- [Your instructions]:
Repeat every record exactly, but keep images out of the copy.

-------- Supplied entries --------

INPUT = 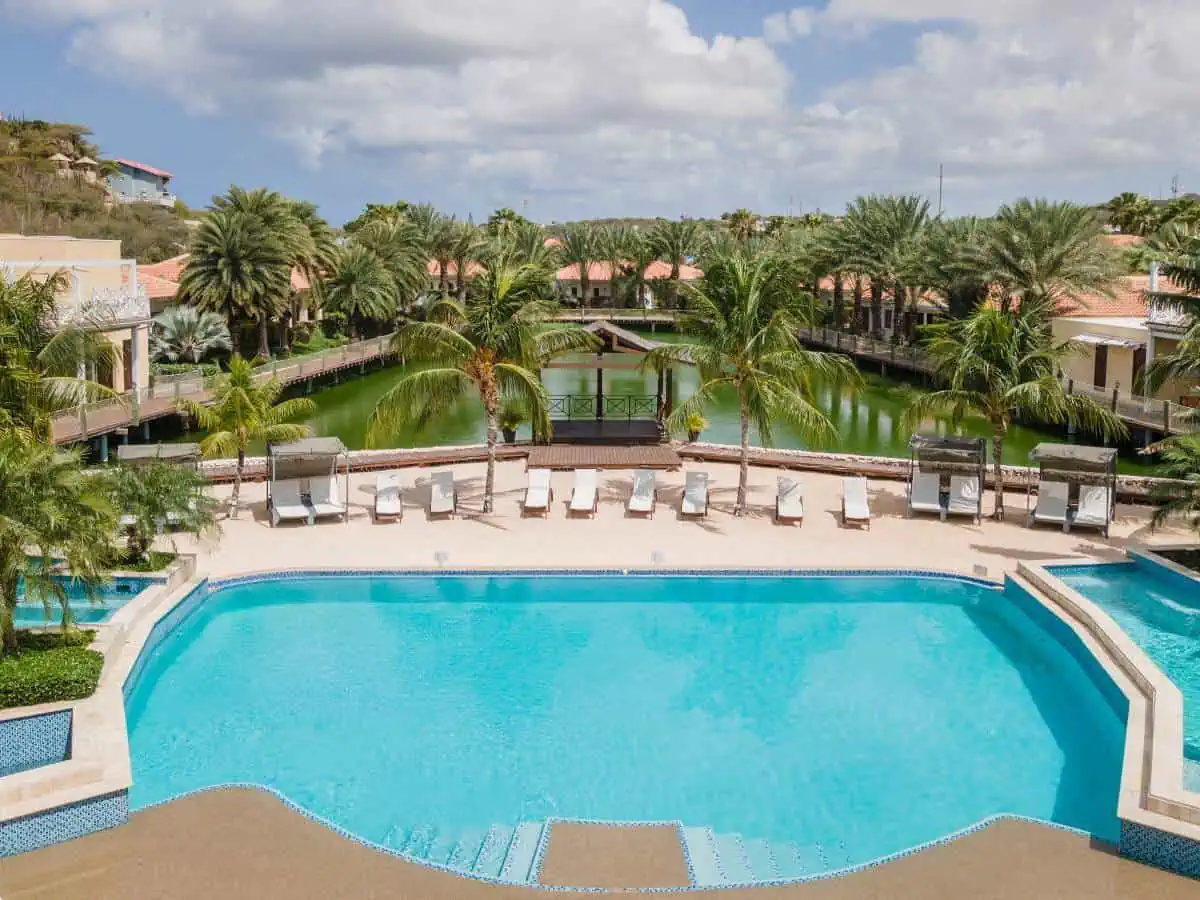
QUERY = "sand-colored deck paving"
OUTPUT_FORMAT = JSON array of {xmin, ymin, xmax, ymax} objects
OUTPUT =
[
  {"xmin": 178, "ymin": 462, "xmax": 1188, "ymax": 577},
  {"xmin": 0, "ymin": 790, "xmax": 1200, "ymax": 900}
]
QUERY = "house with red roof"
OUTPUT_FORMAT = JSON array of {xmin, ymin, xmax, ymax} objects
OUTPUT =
[{"xmin": 108, "ymin": 160, "xmax": 175, "ymax": 206}]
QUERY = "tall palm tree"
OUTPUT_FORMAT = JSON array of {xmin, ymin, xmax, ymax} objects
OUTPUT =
[
  {"xmin": 649, "ymin": 218, "xmax": 703, "ymax": 306},
  {"xmin": 721, "ymin": 208, "xmax": 760, "ymax": 241},
  {"xmin": 182, "ymin": 354, "xmax": 317, "ymax": 516},
  {"xmin": 907, "ymin": 299, "xmax": 1126, "ymax": 520},
  {"xmin": 150, "ymin": 306, "xmax": 233, "ymax": 362},
  {"xmin": 988, "ymin": 199, "xmax": 1122, "ymax": 310},
  {"xmin": 0, "ymin": 267, "xmax": 116, "ymax": 440},
  {"xmin": 0, "ymin": 428, "xmax": 116, "ymax": 653},
  {"xmin": 179, "ymin": 210, "xmax": 292, "ymax": 359},
  {"xmin": 324, "ymin": 244, "xmax": 398, "ymax": 341},
  {"xmin": 558, "ymin": 222, "xmax": 602, "ymax": 306},
  {"xmin": 646, "ymin": 247, "xmax": 858, "ymax": 516},
  {"xmin": 368, "ymin": 246, "xmax": 596, "ymax": 512}
]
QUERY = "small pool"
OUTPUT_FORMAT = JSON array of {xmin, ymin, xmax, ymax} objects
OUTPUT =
[
  {"xmin": 14, "ymin": 577, "xmax": 155, "ymax": 628},
  {"xmin": 126, "ymin": 576, "xmax": 1124, "ymax": 882},
  {"xmin": 1050, "ymin": 559, "xmax": 1200, "ymax": 790}
]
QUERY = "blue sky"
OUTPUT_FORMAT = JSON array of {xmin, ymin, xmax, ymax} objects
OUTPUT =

--------

- [Full answer]:
INPUT = 
QUERY = "sand-colored deck paving"
OUTPUT_FORMAT = JSON array of {xmin, ymin, xmax, ymax} objects
OUTPUT =
[
  {"xmin": 178, "ymin": 462, "xmax": 1188, "ymax": 577},
  {"xmin": 0, "ymin": 790, "xmax": 1200, "ymax": 900}
]
QUERY = "house with red roof"
OUTPUT_FORMAT = JSON array of {xmin, ymin, xmax, ymax} objects
OUTPUT =
[{"xmin": 108, "ymin": 160, "xmax": 175, "ymax": 206}]
QUERY = "tall palm tree"
OUTPUT_FORMAT = JSON array of {xmin, ymin, xmax, ymax} objects
OUTPUT =
[
  {"xmin": 649, "ymin": 218, "xmax": 703, "ymax": 306},
  {"xmin": 721, "ymin": 208, "xmax": 760, "ymax": 241},
  {"xmin": 182, "ymin": 354, "xmax": 317, "ymax": 516},
  {"xmin": 907, "ymin": 299, "xmax": 1126, "ymax": 520},
  {"xmin": 150, "ymin": 306, "xmax": 233, "ymax": 362},
  {"xmin": 988, "ymin": 199, "xmax": 1122, "ymax": 310},
  {"xmin": 0, "ymin": 267, "xmax": 116, "ymax": 440},
  {"xmin": 0, "ymin": 428, "xmax": 116, "ymax": 653},
  {"xmin": 179, "ymin": 210, "xmax": 292, "ymax": 359},
  {"xmin": 324, "ymin": 244, "xmax": 398, "ymax": 341},
  {"xmin": 558, "ymin": 222, "xmax": 602, "ymax": 306},
  {"xmin": 646, "ymin": 247, "xmax": 858, "ymax": 516},
  {"xmin": 368, "ymin": 246, "xmax": 596, "ymax": 512}
]
QUERY = "small pool"
OUTPUT_FORMAT = JSON array of {xmin, ymin, xmax, ymax} objects
OUTPUT =
[
  {"xmin": 14, "ymin": 577, "xmax": 155, "ymax": 628},
  {"xmin": 126, "ymin": 576, "xmax": 1124, "ymax": 882},
  {"xmin": 1050, "ymin": 559, "xmax": 1200, "ymax": 790}
]
QUERY = "blue sky"
OUTPUT_FORMAT = JSON array of {xmin, ymin, xmax, ymax} objects
OUTPUT =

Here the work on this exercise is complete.